→ Passage to read:
* * *

8. Fairies Stole Newborn Babies and Left Impostors Behind

8. Fairies Stole Newborn Babies and Left Impostors Behind (Image Credits: Unsplash)

One prevalent superstition in medieval Britain was the fear that a child could be taken and replaced with a changeling. Stories circulated of parents who noticed their child suddenly becoming lethargic and wasting away, only to be told that their true child had been stolen and an impostor left in its place. Today, historians believe this belief arose out of a need to explain sudden childhood illnesses or children born with disabilities or deformities.

The changeling belief wasn’t confined to England. It appeared across Ireland, Scandinavia, Germany, and much of continental Europe, each region adding its own rituals for detecting and reversing the swap. Iron was commonly placed near cradles as a ward, since iron was a metal believed to ward off evil spirits. The psychological function of the belief is almost poignant in hindsight: it gave grieving parents a narrative framework for a loss or a change they could not otherwise explain.

9. Urine Was a Legitimate and Effective Medical Treatment

9. Urine Was a Legitimate and Effective Medical Treatment (Image Credits: Unsplash)

People used urine as an antiseptic during medieval times. Henry VIII’s surgeon actually believed that every single battle wound should be rinsed out with it. This wasn’t a fringe view held by quacks on the margins of society. Urine therapy appeared in respected medical texts across Europe and the Islamic world, and was used to treat everything from skin conditions to infected wounds. Fresh urine is, in fact, sterile, which means this practice wasn’t entirely without some accidental basis.

Medieval physicians also studied urine as a diagnostic tool in a practice called uroscopy, examining its color, smell, and consistency to identify illness. Charts mapping urine colors to specific diseases were printed and distributed to doctors. The practice was so central to medieval medicine that a doctor holding a flask of urine became one of the era’s defining visual symbols. What started as limited observation had, by the high Middle Ages, grown into an elaborate pseudoscientific system with almost no real diagnostic value.

10. A Demon Named Titivillus Was Responsible for Scribes’ Spelling Mistakes

10. A Demon Named Titivillus Was Responsible for Scribes’ Spelling Mistakes (Image Credits: Unsplash)

* * *

→ Collected material:
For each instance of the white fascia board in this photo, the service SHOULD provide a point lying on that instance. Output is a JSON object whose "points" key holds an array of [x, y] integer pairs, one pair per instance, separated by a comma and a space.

* * *

→ Task item A:
Answer these questions from the passage on medieval beliefs, one per line:
(i) What metal was placed near cradles to guard against changelings?
(ii) Whose surgeon believed every battle wound should be rinsed with urine?
(iii) What is the practice of examining urine to identify illness called?
→ Task item B:
Carry on the passage on medieval beliefs from its last line.

→ Task result A:
(i) Iron
(ii) Henry VIII's
(iii) Uroscopy

→ Task result B:
When monks had to copy texts entirely by hand, a spelling mistake was a serious matter. There was no way to simply undo an error. Rather than hold the scribe accountable, medieval culture invented a patron demon of scribes known as Titivillus, and any mistake found in a manuscript could be blamed on his interference rather than on the monk who made it. Titivillus was described as collecting these scribal errors in a bag, which he would then present to the Devil as evidence of human sloppiness and sin.

What makes this belief particularly well-documented is that Titivillus appears in multiple surviving sermons, morality plays, and theological texts from the 13th century onward. He wasn’t simply a folk joke. He was a serious figure in the moral imagination of the literate medieval class, cited by name in written works. While some creatures and customs described in medieval books of this kind are based in reality, most are not – the authors crafted stories from a combination of folklore, ancient sources, dubious firsthand accounts, and mythical tales. Titivillus fit perfectly into that world: a named, documented, theologically integrated explanation for a very human problem.

What’s striking about all ten of these beliefs isn’t their strangeness in isolation. It’s that they were held with complete sincerity by intelligent, literate, often deeply learned people. They weren’t gaps in thinking so much as the thinking itself, the best available framework for making sense of a confusing world. That’s a useful reminder, and a slightly unsettling one, about the relationship between confidence and accuracy in any era.